## Passage given
┄┄┄┄┄┄┄┄┄┄┄┄┄┄┄┄┄┄┄┄
He noted that no bankruptcy mechanisms exist for countries or U.S. states like the one Puerto Rico was granted.
"This was an astonishingly complex and large and important bankruptcy," Skeel said, noting that the island had three times as much debt as Detroit.
Puerto Rico's government declared in 2015 that it could not afford to pay its more than $70 billion public debt load it had accumulated through decades of mismanagement, corruption and excessive borrowing. It also had more than $50 billion in public pension liabilities. In 2017, it filed for the largest municipal bankruptcy in U.S. history, a year after U.S. congress created the financial oversight and management board for Puerto Rico.
The plan that restructures the central government's debt goes into effect March 15 and could be appealed, although Skeel expected the judge to affirm it.
The board said that the plan signed by federal judge Laura Taylor Swain cuts Puerto Rico's public debt by 80% and saves the island more than $50 billion in debt service payments as some creditors agreed to deep cuts. Board members noted the plan reduces claims against the government from $33 billion to just over $7.4 billion, with 7 cents of every taxpayer dollar going to debt service, compared with the previous 25 cents.
"This period of financial crisis is coming to an end," said Natalie Jaresko, the board's executive director. "We have accomplished what many thought impossible."
The plan also avoids proposed pension cuts that had led to heated debates and created a rift between the board and Puerto Rico's legislature and the island's governor, which vehemently opposed them.
┄┄┄┄┄┄┄┄┄┄┄┄┄┄┄┄┄┄┄┄
## Given instruction A
In the passage on Puerto Rico's debt, what date does the plan restructuring the central government's debt go into effect?
## Given instruction B
Can you continue the Puerto Rico debt article from the point where it stops?

## Raw records
┄┄┄┄┄┄┄┄┄┄┄┄┄┄┄┄┄┄┄┄
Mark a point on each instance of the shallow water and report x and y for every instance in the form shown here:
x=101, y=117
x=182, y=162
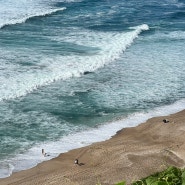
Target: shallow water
x=75, y=72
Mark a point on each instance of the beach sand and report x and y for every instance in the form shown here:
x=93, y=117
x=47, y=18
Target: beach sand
x=131, y=154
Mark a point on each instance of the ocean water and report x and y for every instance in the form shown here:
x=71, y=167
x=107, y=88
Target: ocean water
x=73, y=72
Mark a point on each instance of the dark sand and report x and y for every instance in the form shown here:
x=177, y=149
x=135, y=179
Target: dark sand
x=131, y=154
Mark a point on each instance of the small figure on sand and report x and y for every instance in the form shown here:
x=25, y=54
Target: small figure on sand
x=44, y=154
x=76, y=161
x=165, y=121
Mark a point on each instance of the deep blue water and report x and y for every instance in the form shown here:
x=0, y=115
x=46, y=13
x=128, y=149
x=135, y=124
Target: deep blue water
x=74, y=72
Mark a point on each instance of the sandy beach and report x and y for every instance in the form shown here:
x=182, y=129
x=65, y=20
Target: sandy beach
x=131, y=154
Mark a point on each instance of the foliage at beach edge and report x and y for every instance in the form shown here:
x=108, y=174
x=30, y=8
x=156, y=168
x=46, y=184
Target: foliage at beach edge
x=170, y=176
┄┄┄┄┄┄┄┄┄┄┄┄┄┄┄┄┄┄┄┄
## Response A
March 15.

## Response B
The plan notes that Puerto Rico has sufficient resources to pay the debt through 2034, but critics have said the government does not have the finances required to meet debt service payments and warned of more austerity measures.
Jaresko brushed away those concerns, saying that while budgets were cut, there were no layoffs or agencies shut down.
"It wasn't austerity," she said. "People look at the last five years and think it's going to continue like that forever, but it doesn't."
Still pending is the debt restructuring of some government agencies, including that of the Puerto Rico Highways and Transportation Authority and the Puerto Rico Electric Power Authority, which holds the largest debt.
"This one is very important for the economy of Puerto Rico because if it means a rise in energy costs, it makes us less competitive," said José Caraballo, a Puerto Rico economist and professor.
He added that the island likely would be able to access the market in three to five years to issue bonds for capital projects but warned it should avoid repeating past mistakes.
"Borrowing is playing with fire," he said. "You need to have people who know what they're doing. Otherwise, one can return to this disaster we call a debt crisis."
Gov. Pedro Pierluisi said that while the plan approved Tuesday is not perfect, it represents a big step for the island's economic recovery.
"We still have a lot of work ahead of us," he said.
José Luis Dalmau, president of Puerto Rico's senate and a member of the main opposition party, also praised the plan and called it a transcendental step for the island's economic recovery.
"From this moment on, a new page of fiscal responsibility, good governance and unity begins, which will lead to a more prosperous economy, a climate of job creation and greater fiscal stability," he said.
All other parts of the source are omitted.